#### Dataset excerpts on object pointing
◆ ◆ ◆ ◆ ◆ ◆ ◆
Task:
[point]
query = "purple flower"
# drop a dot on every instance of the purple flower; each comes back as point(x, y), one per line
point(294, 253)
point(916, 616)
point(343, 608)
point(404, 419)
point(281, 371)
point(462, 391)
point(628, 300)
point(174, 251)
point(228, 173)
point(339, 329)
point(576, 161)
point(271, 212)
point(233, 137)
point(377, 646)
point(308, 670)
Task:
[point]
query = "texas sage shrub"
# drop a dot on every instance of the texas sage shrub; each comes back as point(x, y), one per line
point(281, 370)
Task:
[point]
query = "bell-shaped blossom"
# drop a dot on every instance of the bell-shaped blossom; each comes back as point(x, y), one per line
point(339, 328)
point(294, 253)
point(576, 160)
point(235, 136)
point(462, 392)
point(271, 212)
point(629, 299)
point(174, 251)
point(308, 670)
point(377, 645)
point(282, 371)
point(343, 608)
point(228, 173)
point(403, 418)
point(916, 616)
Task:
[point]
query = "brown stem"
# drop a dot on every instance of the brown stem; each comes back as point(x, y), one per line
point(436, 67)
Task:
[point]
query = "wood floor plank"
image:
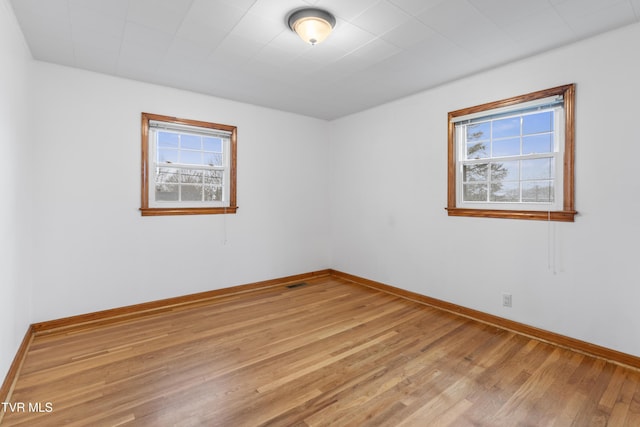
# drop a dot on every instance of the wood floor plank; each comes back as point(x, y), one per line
point(328, 353)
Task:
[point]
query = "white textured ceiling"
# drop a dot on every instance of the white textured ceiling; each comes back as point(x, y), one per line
point(243, 50)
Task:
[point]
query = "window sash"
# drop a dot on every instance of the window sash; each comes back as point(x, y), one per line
point(556, 154)
point(154, 129)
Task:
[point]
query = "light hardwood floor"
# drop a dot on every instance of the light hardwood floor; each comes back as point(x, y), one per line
point(331, 353)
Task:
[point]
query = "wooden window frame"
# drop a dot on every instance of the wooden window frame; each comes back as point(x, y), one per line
point(147, 167)
point(568, 212)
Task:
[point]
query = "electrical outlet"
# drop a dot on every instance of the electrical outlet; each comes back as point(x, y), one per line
point(506, 300)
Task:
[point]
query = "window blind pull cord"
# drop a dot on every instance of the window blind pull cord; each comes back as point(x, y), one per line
point(224, 227)
point(551, 247)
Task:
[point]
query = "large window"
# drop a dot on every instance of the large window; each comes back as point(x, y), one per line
point(188, 166)
point(514, 158)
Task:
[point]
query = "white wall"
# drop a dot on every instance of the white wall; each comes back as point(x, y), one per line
point(15, 212)
point(94, 249)
point(389, 193)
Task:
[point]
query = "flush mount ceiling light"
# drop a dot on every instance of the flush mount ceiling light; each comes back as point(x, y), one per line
point(312, 25)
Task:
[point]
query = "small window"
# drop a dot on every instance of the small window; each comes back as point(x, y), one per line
point(514, 158)
point(188, 167)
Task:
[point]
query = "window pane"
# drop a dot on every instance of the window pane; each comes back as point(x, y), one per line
point(190, 142)
point(213, 178)
point(506, 147)
point(537, 123)
point(505, 192)
point(505, 171)
point(212, 194)
point(167, 156)
point(167, 140)
point(474, 192)
point(475, 172)
point(192, 176)
point(166, 175)
point(477, 150)
point(537, 144)
point(478, 131)
point(167, 192)
point(191, 193)
point(191, 157)
point(213, 159)
point(537, 191)
point(506, 127)
point(213, 144)
point(537, 169)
◆ ◆ ◆ ◆ ◆ ◆ ◆
Quote each entry above verbatim and drop the pictures.

Task:
[point]
query = "purple flower"
# drop a dot on every instance of the purple flower; each comes back as point(x, y), one per line
point(294, 253)
point(916, 616)
point(343, 608)
point(404, 419)
point(281, 371)
point(462, 391)
point(628, 300)
point(174, 251)
point(228, 173)
point(339, 329)
point(576, 161)
point(271, 212)
point(233, 137)
point(377, 646)
point(308, 670)
Task:
[point]
query = "texas sage shrub"
# drop a dot on every instance of the texas sage shrub; each comes back as point(x, y), one per line
point(281, 370)
Task:
[point]
query = "bell-shaped blossom"
# drop a dot on every instance of the bell-shaped blossom; each comes back as point(x, y), one per line
point(339, 328)
point(294, 253)
point(576, 160)
point(235, 136)
point(462, 392)
point(271, 212)
point(629, 299)
point(174, 251)
point(308, 670)
point(377, 645)
point(282, 371)
point(343, 608)
point(228, 173)
point(403, 418)
point(916, 616)
Task:
[point]
query = "brown stem"
# drop a dot on every instance of the brown stem; each comes back as point(x, y), one per line
point(436, 67)
Task:
[point]
query = "wood floor plank"
image:
# drop a dot on every instance of the wood floor plank; each comes back as point(x, y), one per line
point(328, 353)
Task:
[point]
query = "white textured ceiling"
# drop a dot on every instance of the white textured ceiling; each comes back as point(x, y), one per line
point(243, 50)
Task:
[point]
query = "window sash"
# drop a dot on every instance of the window sash; each comes back as point(x, y), one per line
point(556, 154)
point(154, 129)
Task:
[point]
query = "light hardwood floor"
# drop a dot on every instance of the light hardwood floor; each comes back as point(x, y), one per line
point(331, 353)
Task:
[point]
query = "wooden window frame"
# drop a dot on every instance of the wooden window frame; each comes back as point(x, y), one per line
point(147, 167)
point(568, 212)
Task:
[point]
query = "electrical outlet"
# drop a dot on every instance of the electrical outlet; each comes back as point(x, y), one per line
point(506, 300)
Task:
[point]
query = "window blind pull cord"
# drop a dot on every instance of the window blind pull cord; each comes back as point(x, y), one per line
point(224, 227)
point(551, 247)
Task:
[point]
query = "large window"
# drop a dot on every instance of the large window; each comes back as point(x, y), one per line
point(188, 166)
point(514, 158)
Task:
[point]
query = "white wall"
# drop a dot on every instance of the white wall; each comes back as point(x, y), one per line
point(15, 212)
point(94, 249)
point(389, 193)
Task:
[point]
query = "flush mount ceiling light"
# drop a dot on every instance of the flush mount ceiling light; each comes back as point(x, y), one per line
point(312, 25)
Task:
[point]
query = "small window"
# drop a dot on every instance of the small window; each comes back as point(x, y), one per line
point(514, 158)
point(188, 167)
Task:
[point]
query = "window pane"
# drop a dot on every instance of the window pane; each comes back as point(x, y), one per line
point(190, 142)
point(213, 178)
point(506, 147)
point(537, 123)
point(505, 192)
point(505, 171)
point(212, 194)
point(167, 156)
point(167, 140)
point(474, 192)
point(475, 172)
point(192, 176)
point(166, 175)
point(477, 150)
point(537, 144)
point(478, 131)
point(167, 192)
point(191, 193)
point(191, 157)
point(213, 159)
point(537, 191)
point(506, 127)
point(213, 144)
point(537, 169)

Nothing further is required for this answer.